» Problem statement
An exact transcription of the entries is required, with none of the pictures carried over.

Saved entries:

******************************

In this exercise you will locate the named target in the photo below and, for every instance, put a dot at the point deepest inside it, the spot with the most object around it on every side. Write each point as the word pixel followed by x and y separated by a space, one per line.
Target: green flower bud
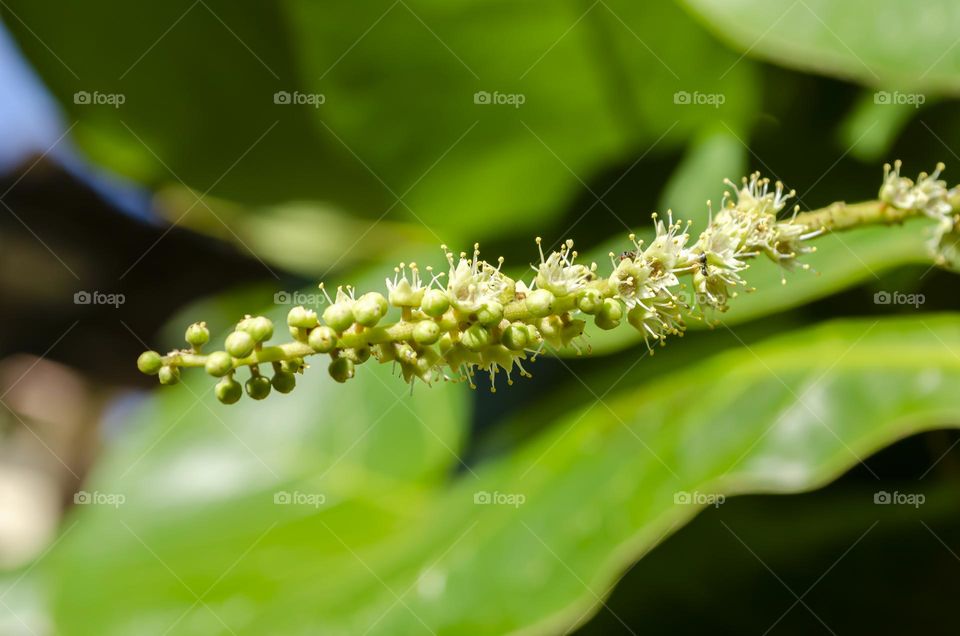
pixel 370 308
pixel 339 316
pixel 197 335
pixel 323 339
pixel 475 338
pixel 260 328
pixel 590 301
pixel 341 369
pixel 402 294
pixel 292 366
pixel 448 322
pixel 426 332
pixel 284 382
pixel 240 344
pixel 490 314
pixel 302 318
pixel 610 314
pixel 228 391
pixel 515 337
pixel 434 302
pixel 550 328
pixel 258 387
pixel 169 375
pixel 219 364
pixel 150 362
pixel 539 303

******************************

» Response box
In this exercise you will locate the named target in the photo below and, for every instance, put a dot at the point deepest inside it, the spot with the most object around it on every side. Write each point as the word pixel followed by x and y separated by a space, one per line.
Target: green flower bud
pixel 370 308
pixel 339 316
pixel 197 335
pixel 323 339
pixel 475 338
pixel 260 328
pixel 590 301
pixel 341 369
pixel 402 294
pixel 292 366
pixel 448 322
pixel 426 332
pixel 284 382
pixel 240 344
pixel 490 314
pixel 302 318
pixel 610 314
pixel 228 391
pixel 515 337
pixel 434 302
pixel 550 328
pixel 258 387
pixel 169 375
pixel 219 364
pixel 150 362
pixel 539 303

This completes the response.